- **WHAT TO DO**
A. Which type names are imported in the code of the schema comparison text? List all of them.
B. Do these statements agree with the schema comparison text? For each, answer yes or no and quote the deciding words. (i) getCleanedSchema converts column names to lower case. (ii) Hive metadata in a field shows up when the schemas are printed. (iii) getSchemaDifference returns every column found in either schema.
C. Rewrite the schema comparison text from "toList.distinct." to "-> (schema1FieldOpt, schema2FieldOpt))", changing every "columnName" to "colName".

- **TEXT SECTION**
__________

Schema comparison of two dataframes in scala

Based on @Derek Kaknes's answer, here's the solution I came up with for comparing schemas, being concerned only about column name, datatype & nullability and indifferent to metadata

import org.apache.spark.sql.DataFrame
import org.apache.spark.sql.types.{DataType, StructField}

def getCleanedSchema(df: DataFrame): Map[String, (DataType, Boolean)] = {
    df.schema.map { (structField: StructField) =>
      structField.name.toLowerCase -> (structField.dataType, structField.nullable)
    }.toMap
  }

// Compare relevant information
def getSchemaDifference(schema1: Map[String, (DataType, Boolean)],
                        schema2: Map[String, (DataType, Boolean)]
                       ): Map[String, (Option[(DataType, Boolean)], Option[(DataType, Boolean)])] = {
  (schema1.keys ++ schema2.keys).
    map(_.toLowerCase).
    toList.distinct.
    flatMap { (columnName: String) =>
      val schema1FieldOpt: Option[(DataType, Boolean)] = schema1.get(columnName)
      val schema2FieldOpt: Option[(DataType, Boolean)] = schema2.get(columnName)

      if (schema1FieldOpt == schema2FieldOpt) None
      else Some(columnName -> (schema1FieldOpt, schema2FieldOpt))
    }.toMap
}
  • getCleanedSchema method extracts information of interest - column datatype & nullability and returns a map of column name to tuple

  • getSchemaDifference method returns a map containing only those columns that differ in the two schemas. If a column is absent in one of the two schemas, then it's corresponding properties would be None


I've just had the exact same problem. When you read data from Hive the schema's StructField component will sometimes contain Hive metadata in the field metadata. You can't see it when printing the schemas because this field is not part of the toString definition.

Here is the solution I've decided to use, I just get a copy of the schema with an empty Metadata before comparing it :

schema.map(_.copy(metadata = Metadata.empty))

__________

- **SUPPLIED RECORDS**
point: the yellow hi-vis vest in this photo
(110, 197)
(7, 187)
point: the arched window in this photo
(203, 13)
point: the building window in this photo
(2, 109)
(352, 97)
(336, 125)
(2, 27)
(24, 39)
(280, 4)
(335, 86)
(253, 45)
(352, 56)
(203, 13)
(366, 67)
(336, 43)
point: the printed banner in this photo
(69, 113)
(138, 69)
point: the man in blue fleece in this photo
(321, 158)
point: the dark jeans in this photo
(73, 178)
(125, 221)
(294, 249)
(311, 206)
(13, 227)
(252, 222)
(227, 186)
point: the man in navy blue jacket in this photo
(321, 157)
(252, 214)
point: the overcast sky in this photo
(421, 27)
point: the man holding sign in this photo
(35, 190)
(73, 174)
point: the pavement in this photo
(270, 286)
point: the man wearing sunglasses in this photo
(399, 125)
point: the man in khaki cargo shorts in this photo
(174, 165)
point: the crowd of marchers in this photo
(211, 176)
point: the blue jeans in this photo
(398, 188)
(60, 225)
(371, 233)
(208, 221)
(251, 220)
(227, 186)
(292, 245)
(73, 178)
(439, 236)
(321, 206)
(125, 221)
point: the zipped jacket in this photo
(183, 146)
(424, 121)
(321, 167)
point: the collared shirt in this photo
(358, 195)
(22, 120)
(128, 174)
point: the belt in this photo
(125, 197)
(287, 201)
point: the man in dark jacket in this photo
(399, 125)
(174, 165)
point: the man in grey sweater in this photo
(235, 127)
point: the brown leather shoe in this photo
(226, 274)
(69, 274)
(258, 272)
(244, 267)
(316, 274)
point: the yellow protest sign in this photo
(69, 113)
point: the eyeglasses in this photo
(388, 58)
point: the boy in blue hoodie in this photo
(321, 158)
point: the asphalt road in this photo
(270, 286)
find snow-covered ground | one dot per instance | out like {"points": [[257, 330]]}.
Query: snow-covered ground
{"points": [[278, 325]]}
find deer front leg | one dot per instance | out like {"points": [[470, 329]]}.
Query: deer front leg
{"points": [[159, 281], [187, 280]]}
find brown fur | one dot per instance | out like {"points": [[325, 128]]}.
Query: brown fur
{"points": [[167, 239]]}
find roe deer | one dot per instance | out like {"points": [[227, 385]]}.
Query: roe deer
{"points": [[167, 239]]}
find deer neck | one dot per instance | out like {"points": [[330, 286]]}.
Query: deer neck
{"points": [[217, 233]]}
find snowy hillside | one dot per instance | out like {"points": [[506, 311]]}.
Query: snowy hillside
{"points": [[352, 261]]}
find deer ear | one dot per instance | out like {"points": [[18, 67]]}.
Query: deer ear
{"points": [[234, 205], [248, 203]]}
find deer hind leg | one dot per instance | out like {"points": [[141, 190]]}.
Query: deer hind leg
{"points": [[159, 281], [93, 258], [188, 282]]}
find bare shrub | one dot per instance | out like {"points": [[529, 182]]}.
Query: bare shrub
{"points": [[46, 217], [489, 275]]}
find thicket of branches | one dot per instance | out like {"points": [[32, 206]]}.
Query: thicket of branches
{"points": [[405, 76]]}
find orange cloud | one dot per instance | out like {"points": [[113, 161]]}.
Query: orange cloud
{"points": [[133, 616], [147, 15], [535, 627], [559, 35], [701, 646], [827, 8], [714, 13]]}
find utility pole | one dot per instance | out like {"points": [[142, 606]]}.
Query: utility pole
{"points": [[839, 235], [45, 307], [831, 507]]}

__________

- **ANSWERS FOR THE TASKS**
A. DataFrame, DataType, StructField

B.
(i) Yes: "structField.name.toLowerCase"
(ii) No: "You can't see it when printing the schemas because this field is not part of the toString definition."
(iii) No: "returns a map containing only those columns that differ in the two schemas"

C.
toList.distinct.
    flatMap { (colName: String) =>
      val schema1FieldOpt: Option[(DataType, Boolean)] = schema1.get(colName)
      val schema2FieldOpt: Option[(DataType, Boolean)] = schema2.get(colName)

      if (schema1FieldOpt == schema2FieldOpt) None
      else Some(colName -> (schema1FieldOpt, schema2FieldOpt))